§ **Reading text**
◇ ◇ ◇

Grief: Grief never really ends. I still grieve for my dad, for lost friends, for ended relationships. My current novel is about fathers and families. It's a supernatural mystery, but strip it down to bare essence, and it's about fathers and families. I handle grief poorly, in that I don't follow the prescribed steps for it. I grieve through sublimation. When I lost my dad, I threw myself into my work. I remember pissing off and getting pissed off at a classmate of mine the day after it happened. There was a quiz in our Old English class, for which I, naturally, didn't study. A week later we got the quiz back and I received a score of like 85 out of 100. This classmate, a real piece of work with a planetoidal ego, who got an 84, started moaning about how I was bragging about not studying when he had studied his ass off. Fortunately I had friends around to point out, "Dude, he just lost his dad. Of course he didn't study." The dude didn't get it, but I didn't care. I had just started teaching and was taking three classes. I aced all my classes and finished my first semester teaching with excellent ratings. Then the next semester, I started acting out. Simply throwing myself into my work was no longer keeping the demons at bay. Instead I started in on trysts and near misses, a couple of them inappropriate. Had one friend been around more, I might have tried to break up her relationship and pursue her myself. I almost tried that anyway with someone else entirely. I certainly was braver and more aggressive than I had ever been before, but it wasn't me. It was grief pushing me.

Now I grieve by writing about it. Sublimation works best if there is an eventual outlet, even if it's not the one you wish. My first novel was dedicated to my dad. My second is about grieving for him. My relationships still haunt me, and some end up in my writing. With the end of this last relationship, I threw myself into my work, but then work ended. It's too early for me to write about it, so I wait for the acting out. I think that has come, and I'm trying to suppress it as much as possible, since the targets of my acting out do not need the burden of my neuroses.

Nobility: This is a weird one for me. If anything I see myself as an ignoble creature trying to rise above my station. Part of the patience and the longing is a response to never feeling worthy. I've gotten better over the years, but even with the smallest of hang-ups there are always bound to be residues residing in the psyche. The only possible nobility I see in me is in my calling. It took me years to articulate this, and it's only by the grace of she who worded me here that I did, but my calling is to tell the truth about the human condition through art, to express the world as authentically as possible through the lenses of fiction and poetry. Without authenticity, there can be no truth, and without truth, according to my boy, Keats, no beauty. Yes, I'm writing a novel about a haunting and a potentially pedophiliac priest and giant fucking spiders, but the novel itself is about families and grief and fathers and faith. The spiders are simply the things through which the real themes are woven. I find nobility in this act. I find that even in the darkest and most depressing of art, there is some grain of hope, some uplift of the human spirit. One of the greatest human failings is our lack of authenticity. Uncomfortable truths deserve a spotlight, not the shadows in which bury them.

◇ ◇ ◇

§ **Dataset content**
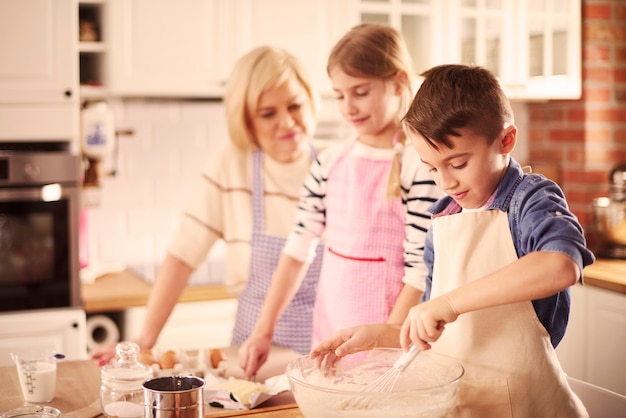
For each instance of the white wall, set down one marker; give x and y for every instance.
(139, 207)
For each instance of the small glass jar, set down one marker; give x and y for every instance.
(121, 391)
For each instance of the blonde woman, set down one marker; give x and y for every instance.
(247, 196)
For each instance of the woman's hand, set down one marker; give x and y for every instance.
(253, 354)
(426, 322)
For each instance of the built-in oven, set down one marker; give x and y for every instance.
(39, 212)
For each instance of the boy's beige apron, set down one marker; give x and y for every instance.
(511, 369)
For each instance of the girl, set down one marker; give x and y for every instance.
(357, 195)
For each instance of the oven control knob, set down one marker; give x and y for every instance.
(31, 171)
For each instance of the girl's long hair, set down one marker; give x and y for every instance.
(378, 51)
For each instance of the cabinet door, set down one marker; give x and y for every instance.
(550, 40)
(418, 21)
(533, 47)
(306, 28)
(164, 47)
(606, 339)
(38, 71)
(36, 45)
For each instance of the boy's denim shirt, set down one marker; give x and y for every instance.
(540, 220)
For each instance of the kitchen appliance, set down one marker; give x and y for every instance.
(39, 212)
(609, 214)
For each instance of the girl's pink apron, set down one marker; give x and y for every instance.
(511, 369)
(363, 265)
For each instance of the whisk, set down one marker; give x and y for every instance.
(386, 381)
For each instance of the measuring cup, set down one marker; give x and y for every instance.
(37, 372)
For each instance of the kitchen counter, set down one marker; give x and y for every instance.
(119, 291)
(608, 274)
(78, 386)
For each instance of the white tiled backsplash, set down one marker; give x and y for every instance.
(138, 208)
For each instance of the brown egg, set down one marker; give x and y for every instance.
(168, 360)
(145, 357)
(216, 357)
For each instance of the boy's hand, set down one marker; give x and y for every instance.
(354, 339)
(253, 353)
(426, 322)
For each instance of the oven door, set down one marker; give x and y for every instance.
(38, 247)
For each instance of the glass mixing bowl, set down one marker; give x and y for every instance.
(426, 389)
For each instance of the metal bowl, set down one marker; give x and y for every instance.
(428, 388)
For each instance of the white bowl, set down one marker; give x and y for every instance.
(426, 389)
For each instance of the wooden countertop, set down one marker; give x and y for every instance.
(608, 274)
(78, 386)
(119, 291)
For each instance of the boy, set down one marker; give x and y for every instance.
(502, 252)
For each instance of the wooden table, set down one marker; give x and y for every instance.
(608, 274)
(78, 386)
(119, 291)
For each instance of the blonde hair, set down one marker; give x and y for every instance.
(261, 69)
(378, 51)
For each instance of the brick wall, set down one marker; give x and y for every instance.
(587, 137)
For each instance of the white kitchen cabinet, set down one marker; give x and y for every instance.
(38, 71)
(61, 330)
(533, 47)
(188, 48)
(593, 347)
(169, 48)
(92, 48)
(191, 324)
(306, 28)
(606, 339)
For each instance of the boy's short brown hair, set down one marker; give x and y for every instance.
(454, 97)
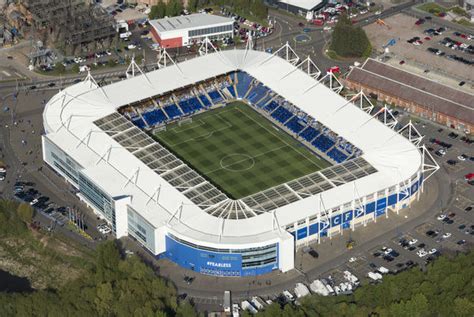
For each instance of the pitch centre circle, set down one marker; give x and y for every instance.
(237, 162)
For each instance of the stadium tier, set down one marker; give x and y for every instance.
(139, 161)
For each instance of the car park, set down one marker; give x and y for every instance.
(451, 162)
(462, 157)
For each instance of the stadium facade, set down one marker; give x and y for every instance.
(189, 29)
(95, 138)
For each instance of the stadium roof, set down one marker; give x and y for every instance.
(424, 92)
(188, 21)
(304, 4)
(73, 120)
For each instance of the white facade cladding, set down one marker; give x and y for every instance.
(193, 28)
(138, 201)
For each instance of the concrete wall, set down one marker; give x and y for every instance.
(412, 107)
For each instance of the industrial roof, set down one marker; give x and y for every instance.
(304, 4)
(410, 87)
(69, 122)
(195, 20)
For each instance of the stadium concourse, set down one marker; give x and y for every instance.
(115, 144)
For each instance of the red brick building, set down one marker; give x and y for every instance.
(418, 95)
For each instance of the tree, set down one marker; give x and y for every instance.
(25, 212)
(75, 68)
(111, 63)
(60, 67)
(463, 307)
(349, 41)
(107, 262)
(158, 11)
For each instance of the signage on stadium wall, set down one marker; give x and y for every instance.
(211, 263)
(379, 207)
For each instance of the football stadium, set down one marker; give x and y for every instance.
(228, 162)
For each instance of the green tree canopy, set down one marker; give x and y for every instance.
(25, 212)
(348, 40)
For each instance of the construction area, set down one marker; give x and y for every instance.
(71, 26)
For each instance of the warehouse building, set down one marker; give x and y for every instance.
(187, 30)
(301, 7)
(418, 95)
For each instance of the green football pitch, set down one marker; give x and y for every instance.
(239, 150)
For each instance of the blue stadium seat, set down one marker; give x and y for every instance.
(205, 101)
(309, 134)
(257, 93)
(243, 83)
(215, 96)
(323, 143)
(154, 117)
(294, 125)
(190, 105)
(337, 155)
(139, 122)
(231, 90)
(194, 103)
(282, 114)
(271, 106)
(263, 101)
(173, 111)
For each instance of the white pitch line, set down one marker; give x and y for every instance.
(292, 147)
(208, 134)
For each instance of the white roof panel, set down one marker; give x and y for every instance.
(69, 117)
(191, 21)
(304, 4)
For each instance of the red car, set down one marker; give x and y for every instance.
(318, 22)
(420, 21)
(469, 176)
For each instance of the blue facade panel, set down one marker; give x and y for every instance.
(370, 207)
(313, 229)
(302, 233)
(212, 263)
(347, 216)
(336, 220)
(382, 204)
(392, 200)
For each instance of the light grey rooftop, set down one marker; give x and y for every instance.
(187, 22)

◇ ◇ ◇

§ **Directive 1**
In the essay on grief, what is the writer's current novel about once it is stripped down to its bare essence?
§ **Directive 2**
Please copy the part of the essay on grief starting at "Now I grieve" and ending at "of my neuroses.".
The material has no connection to the essay on grief.

§ **Full answer 1**
Fathers and families.

§ **Full answer 2**
Now I grieve by writing about it. Sublimation works best if there is an eventual outlet, even if it's not the one you wish. My first novel was dedicated to my dad. My second is about grieving for him. My relationships still haunt me, and some end up in my writing. With the end of this last relationship, I threw myself into my work, but then work ended. It's too early for me to write about it, so I wait for the acting out. I think that has come, and I'm trying to suppress it as much as possible, since the targets of my acting out do not need the burden of my neuroses.